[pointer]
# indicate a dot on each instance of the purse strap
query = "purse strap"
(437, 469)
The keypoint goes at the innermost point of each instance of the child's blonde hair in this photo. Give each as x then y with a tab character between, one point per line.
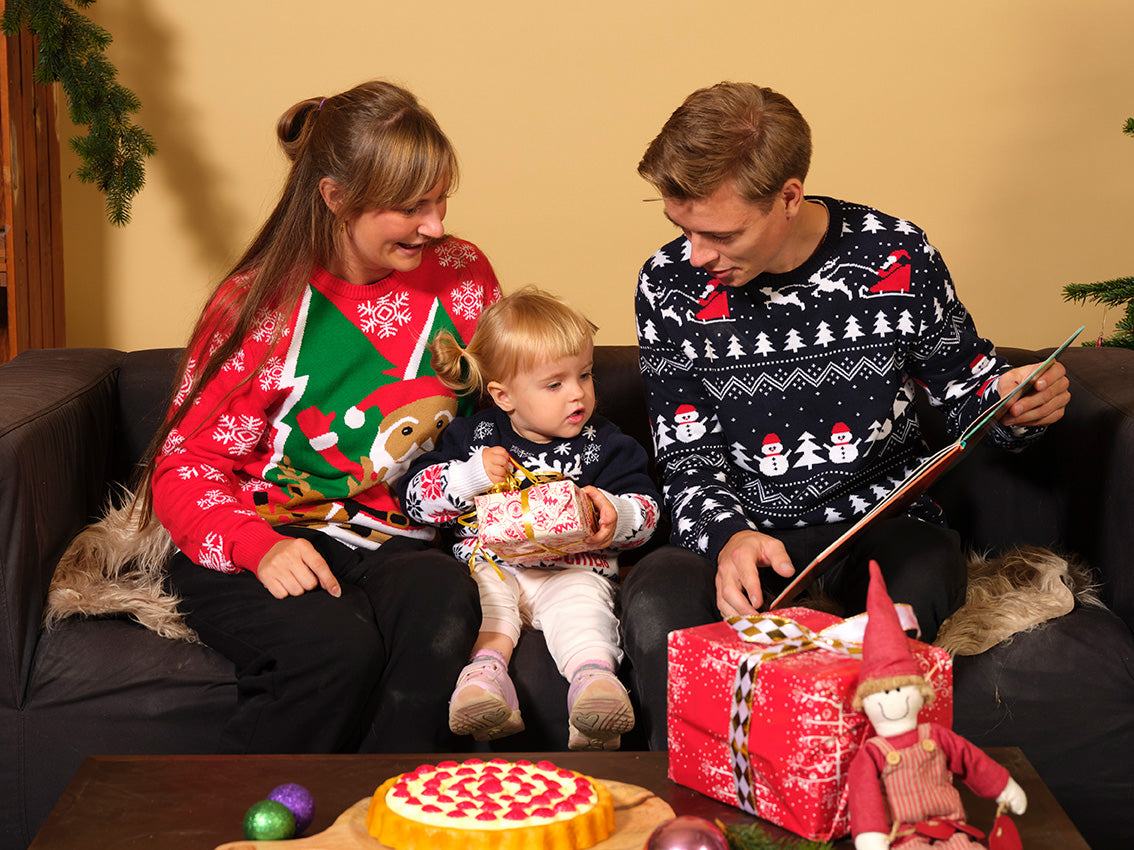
516	333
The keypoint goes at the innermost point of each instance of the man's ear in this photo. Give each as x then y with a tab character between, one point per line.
792	192
499	394
332	194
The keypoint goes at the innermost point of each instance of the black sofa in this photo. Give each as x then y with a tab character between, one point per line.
75	421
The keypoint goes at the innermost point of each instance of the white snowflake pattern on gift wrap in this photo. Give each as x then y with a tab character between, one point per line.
454	254
467	299
271	374
383	316
238	433
213	498
211	554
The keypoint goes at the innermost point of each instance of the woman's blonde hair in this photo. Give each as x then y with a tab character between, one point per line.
516	333
383	149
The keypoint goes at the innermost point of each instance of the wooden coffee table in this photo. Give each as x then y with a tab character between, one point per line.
197	802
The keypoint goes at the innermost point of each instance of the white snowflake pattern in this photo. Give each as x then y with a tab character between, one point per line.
238	433
271	374
186	383
213	498
211	554
386	315
591	453
174	442
235	363
454	254
267	323
467	299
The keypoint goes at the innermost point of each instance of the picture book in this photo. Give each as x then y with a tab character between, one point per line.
916	483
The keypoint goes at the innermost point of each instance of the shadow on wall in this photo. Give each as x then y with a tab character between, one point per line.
146	56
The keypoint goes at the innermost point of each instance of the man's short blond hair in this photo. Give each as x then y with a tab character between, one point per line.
738	132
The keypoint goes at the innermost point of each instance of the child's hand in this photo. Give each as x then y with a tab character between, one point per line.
293	567
608	519
497	464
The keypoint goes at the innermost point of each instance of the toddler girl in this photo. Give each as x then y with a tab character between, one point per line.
532	355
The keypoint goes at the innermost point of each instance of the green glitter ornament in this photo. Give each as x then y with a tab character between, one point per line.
269	821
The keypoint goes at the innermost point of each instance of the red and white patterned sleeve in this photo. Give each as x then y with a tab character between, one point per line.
195	481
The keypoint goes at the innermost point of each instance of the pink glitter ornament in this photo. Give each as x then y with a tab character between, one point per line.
687	833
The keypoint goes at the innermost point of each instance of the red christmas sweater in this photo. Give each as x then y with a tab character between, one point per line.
318	427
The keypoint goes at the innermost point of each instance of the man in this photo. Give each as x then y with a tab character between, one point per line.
780	339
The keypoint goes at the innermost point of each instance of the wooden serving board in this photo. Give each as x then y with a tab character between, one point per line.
637	813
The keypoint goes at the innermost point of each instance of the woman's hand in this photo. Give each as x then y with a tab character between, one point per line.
607	520
497	462
293	567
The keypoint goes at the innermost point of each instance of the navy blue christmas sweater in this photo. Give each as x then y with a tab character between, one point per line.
788	401
441	484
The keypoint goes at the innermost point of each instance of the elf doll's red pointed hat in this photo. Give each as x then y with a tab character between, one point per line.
886	659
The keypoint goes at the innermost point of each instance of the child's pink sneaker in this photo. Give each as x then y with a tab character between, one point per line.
599	708
484	702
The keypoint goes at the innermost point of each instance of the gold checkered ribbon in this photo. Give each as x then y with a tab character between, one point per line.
772	637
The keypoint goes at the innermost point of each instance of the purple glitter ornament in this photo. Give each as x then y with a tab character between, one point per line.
687	833
299	800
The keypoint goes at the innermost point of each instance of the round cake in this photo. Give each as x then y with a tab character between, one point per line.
494	805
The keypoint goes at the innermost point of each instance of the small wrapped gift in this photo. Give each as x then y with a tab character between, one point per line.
760	713
538	523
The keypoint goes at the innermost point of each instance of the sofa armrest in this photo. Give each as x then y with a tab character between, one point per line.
1071	490
57	425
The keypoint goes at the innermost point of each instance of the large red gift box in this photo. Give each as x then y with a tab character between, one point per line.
536	523
766	723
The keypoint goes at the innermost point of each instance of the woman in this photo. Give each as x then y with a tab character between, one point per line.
306	390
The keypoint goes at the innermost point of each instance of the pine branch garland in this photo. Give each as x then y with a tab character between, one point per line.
73	52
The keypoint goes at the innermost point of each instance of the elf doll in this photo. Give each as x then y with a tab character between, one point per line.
902	791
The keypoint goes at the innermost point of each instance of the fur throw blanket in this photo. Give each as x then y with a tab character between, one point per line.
117	567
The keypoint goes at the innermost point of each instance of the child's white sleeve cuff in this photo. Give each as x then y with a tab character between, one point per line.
467	478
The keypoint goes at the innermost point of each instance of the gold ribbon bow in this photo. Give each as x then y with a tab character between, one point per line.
521	478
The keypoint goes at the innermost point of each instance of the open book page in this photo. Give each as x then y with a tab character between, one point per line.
916	483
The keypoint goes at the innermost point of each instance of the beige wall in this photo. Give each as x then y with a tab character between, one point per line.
996	126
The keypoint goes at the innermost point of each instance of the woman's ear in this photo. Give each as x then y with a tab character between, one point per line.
332	194
499	394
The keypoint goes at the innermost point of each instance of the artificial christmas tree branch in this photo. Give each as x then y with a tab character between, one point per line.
1115	292
73	53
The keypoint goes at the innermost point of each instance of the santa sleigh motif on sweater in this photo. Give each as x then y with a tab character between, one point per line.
891	278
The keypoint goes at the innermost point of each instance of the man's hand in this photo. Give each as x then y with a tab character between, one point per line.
608	519
1043	404
497	464
293	567
738	592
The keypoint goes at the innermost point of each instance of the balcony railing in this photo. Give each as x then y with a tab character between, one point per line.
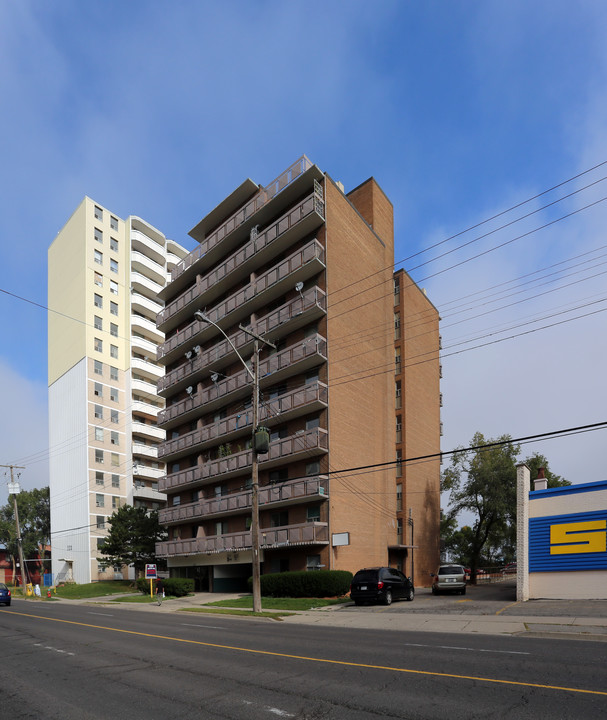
290	535
239	259
283	493
312	298
285	450
312	347
245	212
303	397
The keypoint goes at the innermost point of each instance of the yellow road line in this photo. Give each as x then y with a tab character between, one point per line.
343	663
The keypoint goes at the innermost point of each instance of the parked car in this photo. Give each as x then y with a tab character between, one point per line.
449	578
383	584
5	595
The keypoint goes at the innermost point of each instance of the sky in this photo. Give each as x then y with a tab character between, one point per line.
459	110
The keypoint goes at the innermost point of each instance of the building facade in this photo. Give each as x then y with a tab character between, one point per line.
309	268
418	428
104	278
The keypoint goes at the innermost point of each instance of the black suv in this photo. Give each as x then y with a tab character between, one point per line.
380	585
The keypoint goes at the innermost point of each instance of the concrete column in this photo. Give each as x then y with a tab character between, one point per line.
522	532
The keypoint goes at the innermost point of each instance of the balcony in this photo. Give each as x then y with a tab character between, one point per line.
299	221
141	263
289	535
284	494
237	227
298	312
295	447
295	359
298	267
304	400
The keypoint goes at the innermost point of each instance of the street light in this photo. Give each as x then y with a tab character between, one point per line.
254	374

+--

» **Problem requirements**
Give back the material word for word, without images.

» **Solution below**
[pointer]
# indicate a dot on each instance of the purse strap
query = "purse strap"
(437, 469)
The keypoint goes at the innermost point of each instance of the child's blonde hair in this photo. Give each as x then y with a tab character between, one point per line.
516	333
The keypoint goes at the innermost point of each instance of the man's ear in this photo. Give each as x then y with a tab character between, one point per line.
792	192
499	394
332	194
The keypoint goes at the innermost point of each instance of the black sofa in this photo. Give each as x then y with a tab character between, one point per line.
75	421
The keypoint goes at the innermost point of each instance of the white snowflake pattern on gift wrap in this photo. Give each as x then y with a tab character between, one point per line.
454	254
467	299
271	374
383	316
238	433
213	498
211	554
The keypoint goes at the innermost point of each instance of the woman's blonde hair in this photo. Give each as x then y with a tab character between, one point per line.
516	333
383	149
The keypoint goes at the innermost point of each instance of the wooden coffee table in this photo. Give each as x then y with a tab character between, one point per line.
197	802
The keypoint goes at the innermost point of each instance of the white snowflake pattern in this photo. Give each as x then y with a tab character between, one point per line.
238	433
271	374
186	383
213	498
211	554
386	315
591	453
174	442
235	363
454	254
267	323
467	299
The keypoint goes at the innermost point of each instance of the picture book in this photo. Give each as x then y with a tab character between, one point per line.
916	483
The keypoint goes at the innermost point of each instance of the shadow on wall in this photo. Give each as x then y with a tab character between, one point per line.
146	56
The keypoint goes at the innermost point of each instance of the man's short blond hair in this photo. Give each as x then y with a tab character between, one point per line.
738	132
The keypoint goes at the innermost point of each instance of the child's hand in this photo. Give each as x then y with a tab character between, one point per line.
293	567
608	519
497	464
The keypoint goes at the innermost point of each instance of the toddler girl in this photo. Give each as x then y with a tab character between, one point per line.
532	355
The keypoint goes at the innermost point of each instance of the green glitter ornament in this photo. Give each as x then y with a tab character between, one point per line.
269	821
The keypoint goes at the innermost point of each instance of the red and white patterned sleeve in this photo. Give each as x then y with a tab character between, one point per line.
195	481
The keypoint goes at the innermost point of each instance of the pink glitter ornament in this photo. Give each as x then y with a tab character between, one point per line.
687	833
The keypoint goes at the innermost point of each instance of the red christmas sweater in this photo. Give each as x then y with a tab character between, one point per line.
318	427
The keypoint goes at the innermost point of each instance of the man in this photo. Give each as x then y with a tab character between, one point per line.
780	339
The keypoint goes at the innermost point of each instance of the wooden serving board in this photo. Give each as x then y with a tab character between, one point per line.
637	813
The keypoint goes at the innermost point of each instance of the woman's hand in this photo. Give each as x then y with a tab character between, one point per line.
607	520
497	462
293	567
The keypoint goes at the innermost point of each instance of the navy blue christmas sweater in this photo. Give each as x then y with a tab character between, one point per line.
788	401
441	484
The keypoint goes at the innermost point of each instance of the elf doll's red pointed hat in this photo. Give each as x then y with a tab character between, one point per line.
886	659
The keypoint goes at the innermost point of each instance of the child's pink sneaker in this photo. Give each as x then y with a tab character between, one point per line.
599	708
484	702
The keypoint goes at the innermost point of each instance of the gold checkered ribbon in this photo. Give each as x then y with a tab character between, one point per line.
772	637
The keypoint goes at the innermost point of each instance of the purple glitter ornament in this photo. Give each as x then y with a tab character between, one point per line.
687	833
299	800
The keypoint goes at the innermost point of each instance of the round cake in this photo. Give each as x then y with a tab character between, one point per line.
494	805
The keypoint goes at the innermost point of each instance of the small wrapped gift in this photo. Give each as x then y with a tab character between, one point per line.
760	713
538	523
The keypoint goes at the innermost point of each instance of the sofa armrest in this photo. Give each as x then y with a tab character between, one point per line.
1071	490
57	425
The keypoint goes at the innermost point of each instance of the large red gift box in this photo. Give each as x then y with a tab character between, one point per line.
536	523
766	723
The keypoint goes at the innermost point of each instance of the woman in this photo. Give each as x then y with a tab character between, one point per line.
306	390
The keypoint goes at the innermost point of each instance of the pine branch garland in this photo. Give each as x then y with a tab character between, one point per line.
73	52
The keypoint goes at the innermost point of each instance of the elf doll in this photo. Give each as x then y with a tab character between, one point per line.
902	791
The keypoint goes at the innermost point of each instance of the fur throw blanket in this photo. Give each as x then y with a tab character between, one point per line.
117	567
The keypoint goes at the innermost point of each instance of the child's white sleeve cuff in this photo. Give each as x then y with a tab character between, one point per line.
467	478
The keypoint goes at the innermost point of each instance of the gold ribbon bow in this photo. Give each as x then y with a tab character between, one point per line.
521	478
The keypoint goes at the innermost point of each instance of the open book page in this photo. Give each as x then y with a tab character between, one point per line.
916	483
The keypoint goes at the innermost point of each instance of the beige wall in this photo. Give each as x then y with a tab character between, one point per line.
996	126
The keypoint goes at the innermost point of each instance of the woman's ear in this photo. Give each as x then y with a tab character between, one point per line.
332	194
499	394
The keypoint goes at the innermost point of each instance of the artificial christmas tree branch in this photo. Give each as x then y with a tab character between, one point per line.
1115	292
73	53
The keypoint goes at the innermost point of each instance of the santa sleigh motif on sweater in this photo. Give each as x then y with a tab character between, one point per line.
891	278
The keypoint goes at the innermost point of each instance of the man's hand in this photo. Give each as x then y with a tab character between, one point per line.
608	519
1043	404
497	464
293	567
738	592
The keypoint goes at the innermost point of each instance of the balcony railing in this photo. Give each as x then y with a tab character between, one point per line.
290	535
239	259
283	493
312	298
285	450
312	347
245	212
303	397
The keypoint goes at the innermost point of each instance of the yellow road line in this photo. Give each as x then y with a tab character between, one point per line.
343	663
The keypoint goes at the innermost point of each instance of the parked car in this photo. Give each as x then y with a tab character between, one point per line.
449	578
383	584
5	595
The keypoint goes at the innermost point of each instance of the sky in this photo. Give each as x then y with a tab character between, one point per line.
459	110
The keypoint goes at the innermost point of each instance of the building facade in this photo. Give each as x then y with a tab character between, one point per line.
309	268
418	428
104	278
The keypoint goes at the innermost point of each instance of the black suv in this photo. Give each as x then y with a tab character between, one point per line.
380	585
The keypoint goes at the innermost point of each instance of the concrete column in this photo. Give each as x then y with a tab character between, one point per line.
522	532
The keypoint goes at the innermost point of each instance of the balcony in this photo. Give each as x then y with a tab character between, one point per line.
299	221
141	263
289	535
284	494
237	227
298	312
295	447
295	359
298	267
304	400
The keypoint goes at the innermost point of each instance of the street light in this photo. Give each as x then y with a tab character between, one point per line.
254	374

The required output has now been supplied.